Skip to main content

SQLite + sqlite-vec semantic search datastore

Project description

4lt7ab-grimoire

The Python library behind grimoire — a single-file semantic datastore backed by SQLite and sqlite-vec. Entries are bare (uniq_id, data) rows; three opt-in sidecars attach typed filterable metadata, FTS5 keyword search, and vec0 semantic search.

For the standalone CLI, see 4lt7ab-grimoire-cli.

Install

uv add '4lt7ab-grimoire[fastembed]'

The fastembed extra pulls the bundled FastembedEmbedder (ONNX-based, no service required). Drop the extra and implement the Embedder protocol to bring your own — see Custom embedders.

Mental model

A grimoire is a single SQLite file with four tables plus a meta row:

  • entry(uniq_id, data). Identity row. uniq_id is a ULID; data is a JSON-serializable value (object, array, scalar, or null).
  • entry_idx — filterable/sortable metadata sidecar keyed by uniq_id: uniq_ref (TEXT) and five symmetric ordinal_1..ordinal_5 columns. The ordinals carry no declared type (BLOB-affinity), so any JSON-serializable scalar — string label, integer, float, byte string — stores verbatim. All columns nullable.
  • entry_fts — FTS5 keyword text sidecar keyed by uniq_id.
  • entry_vec — vec0 semantic sidecar keyed by uniq_id: source text + embedding.

Plus a meta table that records the embedder's model and dimension at create time. Reopening with a mismatched embedder raises GrimoireMismatch.

Sidecars are decoupled from entry creation. add() writes only the entry row. To make an entry searchable or filterable, call index() with the kwargs for the sides you want populated. An entry can have a row in zero, one, two, or all three of the sidecars.

Deletion cascades automatically. Removing an entry fires an AFTER DELETE trigger that cleans up any rows in entry_idx, entry_fts, and entry_vec for that uniq_id. No *_remove helpers — the entry's identity row is the only thing to delete.

Re-indexing is wholesale (PUT-style). index() replaces the sidecar rows you touch. Omit a kwarg and that sidecar is left alone; pass it and the sidecar is overwritten end-to-end. For the entry_idx side, that means passing ref="X" alone wipes any existing ordinal_* columns.

Quickstart

from grimoire.grimoire import Grimoire
from grimoire.data.entry import Entry, Filters
from grimoire.embed import FastembedEmbedder

with Grimoire.open("grimoire.db", embedder=FastembedEmbedder()) as g:
    [entry] = g.add([Entry(uniq_id=None, data={"habitat": "volcano"})])

    g.index(
        entry.uniq_id,
        ref="phoenix-001",
        ord=("creature", 1.0, None, None, None),
        match="phoenix fire-bird ashes",
        search="A solar phoenix reborn from its own ashes at dawn",
    )

    # Browse the idx side with filters; each entry comes back with its idx row.
    entries, indexes = g.query(Filters(equals={"ordinal_1": ["creature"]}))
    for e, i in zip(entries, indexes, strict=True):
        print(e.uniq_id, e.data, i.uniq_ref)

    # Semantic search; each hit comes back with its entry.
    entries, hits = g.search("creatures that come back from the dead")
    for e, h in zip(entries, hits, strict=True):
        print(h.distance, e.data)

PARTS OF THE EXERCISE —
1. Retype the grimoire project description starting at the words "Mental model" and ending after "keyed by uniq_id.".
2. In the grimoire project description, what exception is raised when a grimoire is reopened with a mismatched embedder?
3. Give what follows the last line of the grimoire project description.
The data after this point is separate from the grimoire project description.

DATA EXTRACT —
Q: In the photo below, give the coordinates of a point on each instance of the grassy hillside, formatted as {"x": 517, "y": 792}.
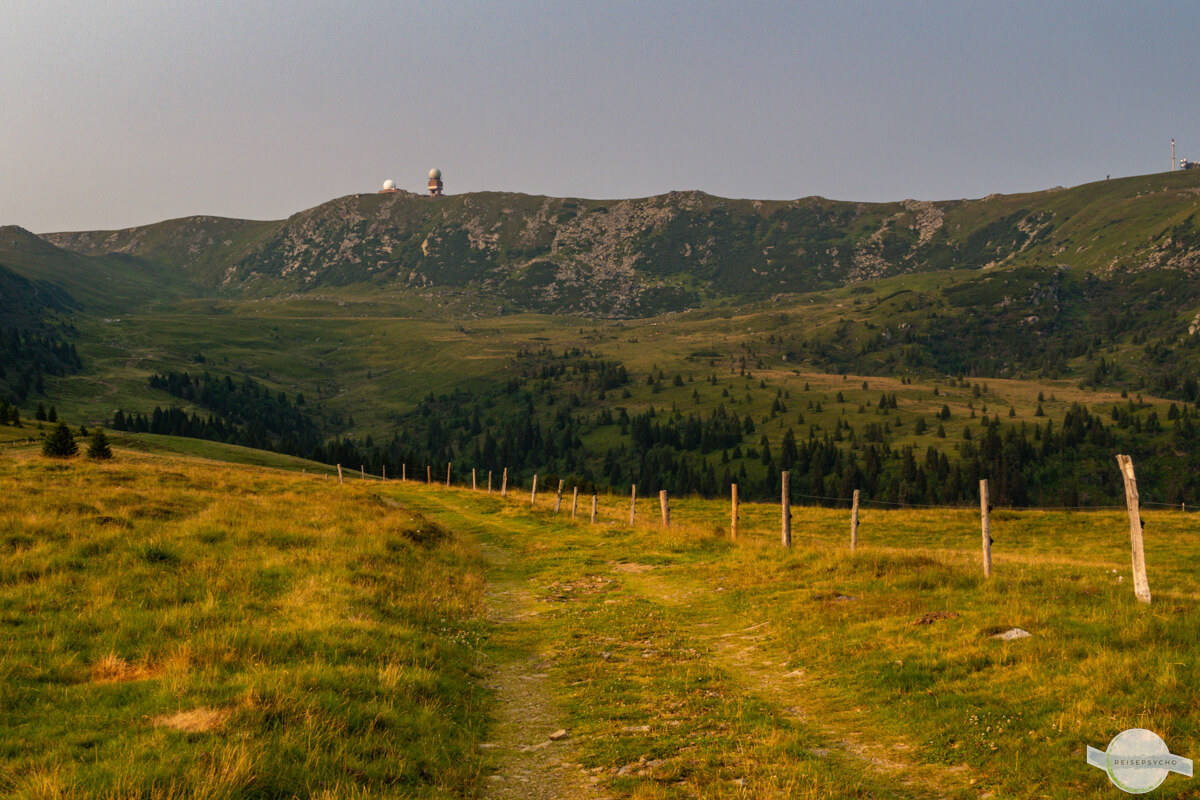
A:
{"x": 190, "y": 629}
{"x": 180, "y": 627}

RESPONSES IN ORDER —
1.
Mental model

A grimoire is a single SQLite file with four tables plus a meta row:

  • entry(uniq_id, data). Identity row. uniq_id is a ULID; data is a JSON-serializable value (object, array, scalar, or null).
  • entry_idx — filterable/sortable metadata sidecar keyed by uniq_id: uniq_ref (TEXT) and five symmetric ordinal_1..ordinal_5 columns. The ordinals carry no declared type (BLOB-affinity), so any JSON-serializable scalar — string label, integer, float, byte string — stores verbatim. All columns nullable.
  • entry_fts — FTS5 keyword text sidecar keyed by uniq_id.

2. GrimoireMismatch

3.
Imports

from grimoire.grimoire import Grimoire
from grimoire.data.entry import Entry, EntryIndex, Filters, KeywordHit, SemanticHit
from grimoire.embed import Embedder, FastembedEmbedder, NoOpEmbedder
from grimoire.errors import (
    GrimoireError, GrimoireMismatch, GrimoireNotFound,
    EmbedderRequired, SchemaVersionError,
)
from grimoire.mount import Mount
from grimoire.telemetry import Telemetry, NoOpTelemetry, LoggingTelemetry

Public API

File lifecycle

Grimoire.open(path, *, embedder=None, telemetry=None, check_same_thread=True) -> Grimoire

Open or initialize a SQLite file at path. An empty file gets the schema installed and the embedder lock written. An initialized file is validated against the supplied embedder; mismatched model or dimension raises GrimoireMismatch.

Without an embedder, an empty file locks to NoOp sentinel values (model="noop", dimension=1). The lock is sticky: reopening with a real embedder later raises GrimoireMismatch. Semantic operations on a NoOp-locked grimoire raise EmbedderRequired.

telemetry accepts any object satisfying the Telemetry protocol (see Telemetry). Defaults to NoOpTelemetry.

check_same_thread is forwarded to sqlite3.connect. Pass False to use the returned Grimoire from a different thread (you serialize access).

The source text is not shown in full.